╭─ 提示文

大手食品メーカーの国際サプライチェーンにおける人権尊重と公正取引推進事例:労働環境改善と生産者の経済的安定への貢献
はじめに
本記事では、〇〇食品株式会社(以下、「当社」と称します)が国際的な原材料調達サプライチェーンにおいて推進している、人権尊重と公正取引に関するCSR事例をご紹介いたします。グローバルな事業展開を行う大手食品メーカーにとって、サプライチェーン全体での持続可能性確保は喫緊の課題です。特に、開発途上国を含む複雑なサプライチェーンにおける労働・人権問題や、生産者の経済的脆弱性は、事業継続リスクであると同時に、企業の社会的責任が厳しく問われる領域です。
当社のこの取り組みは、単なるリスク管理に留まらず、サプライヤーとのパートナーシップを深め、サプライチェーン全体のレジリエンス強化と生産者の生活向上に貢献しようとするものです。大手食品メーカーのCSRご担当者様にとって、グローバルな調達における具体的な課題解決アプローチや、ステークホルダー連携を通じた活動推進の示唆となる情報を提供できるものと考えております。
取り組みの背景と目的
当社の主要な原材料の一部は、アジア、アフリカ、中南米などの開発途上国から調達しています。これらの地域においては、労働基準が未整備であったり、貧困から児童労働や強制労働のリスクが存在したりする課題があります。また、小規模生産者が市場での交渉力が弱く、不安定な収入に苦しむケースも少なくありません。
当社は、こうしたサプライチェーン上の課題が、企業の持続可能性にとって看過できないリスクであると認識しています。同時に、企業の社会的責任として、調達活動を通じてサプライヤー側の労働環境改善や生産者の経済的安定に貢献することが重要であると考えています。企業理念に掲げる「食を通じた社会への貢献」を実現するためには、安全で高品質な食品を消費者に届けるだけでなく、その食品が倫理的かつ持続可能な方法で生産されていることを保証する責任がある、という強い意思が本取り組みの背景にあります。
本CSR活動の目的は、具体的に以下の点を達成することにあります。
- 国際的なサプライチェーンにおける人権侵害リスク(児童労働、強制労働、差別、労働安全衛生など)を特定し、低減すること。
- サプライヤーとの間で公正かつ透明性の高い取引慣行を確立し、生産者の経済的安定に貢献すること。
- サプライヤーの労働環境および人権尊重に関するキャパシティ(能力)向上を支援すること。
- 本取り組みを通じて、企業のレピュテーション向上とブランド価値の強化を図ること。
- 持続可能な調達慣行を業界全体に広めるための働きかけを行うこと。

╰─
╭─ 抜粋データ

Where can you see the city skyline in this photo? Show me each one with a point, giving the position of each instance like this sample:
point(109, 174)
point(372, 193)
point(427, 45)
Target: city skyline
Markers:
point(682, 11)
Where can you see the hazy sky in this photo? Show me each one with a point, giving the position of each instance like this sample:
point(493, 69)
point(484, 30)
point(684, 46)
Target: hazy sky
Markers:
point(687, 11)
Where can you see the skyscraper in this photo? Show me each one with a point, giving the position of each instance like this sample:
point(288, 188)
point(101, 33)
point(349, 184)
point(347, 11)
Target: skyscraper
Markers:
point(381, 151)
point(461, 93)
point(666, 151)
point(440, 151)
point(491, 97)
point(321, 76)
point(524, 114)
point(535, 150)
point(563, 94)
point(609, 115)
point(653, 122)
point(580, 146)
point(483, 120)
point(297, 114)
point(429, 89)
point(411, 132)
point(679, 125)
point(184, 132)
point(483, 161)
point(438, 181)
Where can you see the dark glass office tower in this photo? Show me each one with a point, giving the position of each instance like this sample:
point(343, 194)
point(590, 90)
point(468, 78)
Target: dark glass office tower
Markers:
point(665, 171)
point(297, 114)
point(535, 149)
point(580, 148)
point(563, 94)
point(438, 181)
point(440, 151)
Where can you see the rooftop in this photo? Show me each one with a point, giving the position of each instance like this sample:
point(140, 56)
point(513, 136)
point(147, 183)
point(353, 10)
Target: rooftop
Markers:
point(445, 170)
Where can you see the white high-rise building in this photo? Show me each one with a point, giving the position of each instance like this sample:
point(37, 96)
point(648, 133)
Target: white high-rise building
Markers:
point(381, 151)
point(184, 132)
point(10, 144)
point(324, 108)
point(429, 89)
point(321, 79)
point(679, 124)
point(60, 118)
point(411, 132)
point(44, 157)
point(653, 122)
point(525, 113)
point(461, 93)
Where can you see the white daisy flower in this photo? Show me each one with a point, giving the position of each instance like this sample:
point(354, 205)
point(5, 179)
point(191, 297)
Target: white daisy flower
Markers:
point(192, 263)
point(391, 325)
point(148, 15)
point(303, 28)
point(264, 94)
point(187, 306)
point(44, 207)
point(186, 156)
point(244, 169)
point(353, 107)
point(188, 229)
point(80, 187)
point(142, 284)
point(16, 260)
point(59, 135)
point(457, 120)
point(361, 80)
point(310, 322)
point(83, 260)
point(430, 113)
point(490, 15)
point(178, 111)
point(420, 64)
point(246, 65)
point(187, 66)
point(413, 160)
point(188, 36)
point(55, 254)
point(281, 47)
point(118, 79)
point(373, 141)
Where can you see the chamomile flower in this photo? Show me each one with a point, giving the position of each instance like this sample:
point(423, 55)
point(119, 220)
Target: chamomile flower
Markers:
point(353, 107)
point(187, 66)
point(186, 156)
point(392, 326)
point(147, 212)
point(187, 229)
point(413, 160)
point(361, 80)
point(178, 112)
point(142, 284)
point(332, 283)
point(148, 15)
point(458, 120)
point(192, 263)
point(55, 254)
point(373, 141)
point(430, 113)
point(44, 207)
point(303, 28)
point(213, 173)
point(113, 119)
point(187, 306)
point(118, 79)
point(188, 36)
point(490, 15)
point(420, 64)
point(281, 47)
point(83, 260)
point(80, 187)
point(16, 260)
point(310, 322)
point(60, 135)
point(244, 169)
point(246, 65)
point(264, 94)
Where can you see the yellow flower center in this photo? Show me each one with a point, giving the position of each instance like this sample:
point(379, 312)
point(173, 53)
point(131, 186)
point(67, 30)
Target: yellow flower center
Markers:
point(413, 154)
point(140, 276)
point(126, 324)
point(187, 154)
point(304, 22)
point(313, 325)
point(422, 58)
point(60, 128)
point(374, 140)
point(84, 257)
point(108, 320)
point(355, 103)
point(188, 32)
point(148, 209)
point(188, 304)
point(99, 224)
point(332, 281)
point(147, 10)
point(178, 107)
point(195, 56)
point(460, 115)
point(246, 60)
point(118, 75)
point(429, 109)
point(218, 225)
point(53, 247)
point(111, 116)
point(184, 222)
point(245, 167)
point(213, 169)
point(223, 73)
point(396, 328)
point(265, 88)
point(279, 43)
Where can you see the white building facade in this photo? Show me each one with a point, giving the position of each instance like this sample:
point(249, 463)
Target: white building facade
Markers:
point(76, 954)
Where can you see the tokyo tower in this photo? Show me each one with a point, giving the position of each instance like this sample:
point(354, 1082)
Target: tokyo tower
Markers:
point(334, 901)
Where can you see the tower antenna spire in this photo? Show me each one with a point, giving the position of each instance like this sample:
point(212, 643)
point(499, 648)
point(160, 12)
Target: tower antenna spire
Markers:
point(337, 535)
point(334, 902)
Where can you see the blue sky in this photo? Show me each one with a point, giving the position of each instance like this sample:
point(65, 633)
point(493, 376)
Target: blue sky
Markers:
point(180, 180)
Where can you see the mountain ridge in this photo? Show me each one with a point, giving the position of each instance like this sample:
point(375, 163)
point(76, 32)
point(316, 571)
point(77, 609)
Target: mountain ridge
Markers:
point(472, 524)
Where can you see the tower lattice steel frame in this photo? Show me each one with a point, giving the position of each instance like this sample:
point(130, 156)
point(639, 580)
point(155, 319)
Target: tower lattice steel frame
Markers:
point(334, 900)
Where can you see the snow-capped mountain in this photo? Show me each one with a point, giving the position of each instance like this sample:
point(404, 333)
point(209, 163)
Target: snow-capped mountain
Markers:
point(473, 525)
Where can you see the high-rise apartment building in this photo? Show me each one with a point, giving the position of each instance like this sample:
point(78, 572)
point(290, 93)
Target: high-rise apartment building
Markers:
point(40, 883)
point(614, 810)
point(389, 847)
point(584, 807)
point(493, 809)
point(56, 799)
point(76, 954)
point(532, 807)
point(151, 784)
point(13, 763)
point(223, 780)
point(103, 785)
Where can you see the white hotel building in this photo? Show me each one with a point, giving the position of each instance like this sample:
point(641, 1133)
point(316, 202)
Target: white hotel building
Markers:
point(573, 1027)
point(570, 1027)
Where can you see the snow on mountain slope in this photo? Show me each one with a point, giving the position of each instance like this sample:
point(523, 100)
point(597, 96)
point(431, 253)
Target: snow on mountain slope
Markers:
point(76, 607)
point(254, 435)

╰─

指示事項:
1 - 提示文によると、当社は主要な原材料の一部をどの地域の開発途上国から調達していますか?
2 - 提示文のうち、「当社は、こうしたサプライチェ」で始まり「- 持続可能な調達慣行を業界全体に広めるための働きかけを行うこと。」で終わる部分を一字一句違えずに書き写してください。

各設問の解答:
1 - アジア、アフリカ、中南米などの開発途上国です。

2 -
当社は、こうしたサプライチェーン上の課題が、企業の持続可能性にとって看過できないリスクであると認識しています。同時に、企業の社会的責任として、調達活動を通じてサプライヤー側の労働環境改善や生産者の経済的安定に貢献することが重要であると考えています。企業理念に掲げる「食を通じた社会への貢献」を実現するためには、安全で高品質な食品を消費者に届けるだけでなく、その食品が倫理的かつ持続可能な方法で生産されていることを保証する責任がある、という強い意思が本取り組みの背景にあります。
本CSR活動の目的は、具体的に以下の点を達成することにあります。
- 国際的なサプライチェーンにおける人権侵害リスク(児童労働、強制労働、差別、労働安全衛生など)を特定し、低減すること。
- サプライヤーとの間で公正かつ透明性の高い取引慣行を確立し、生産者の経済的安定に貢献すること。
- サプライヤーの労働環境および人権尊重に関するキャパシティ(能力)向上を支援すること。
- 本取り組みを通じて、企業のレピュテーション向上とブランド価値の強化を図ること。
- 持続可能な調達慣行を業界全体に広めるための働きかけを行うこと。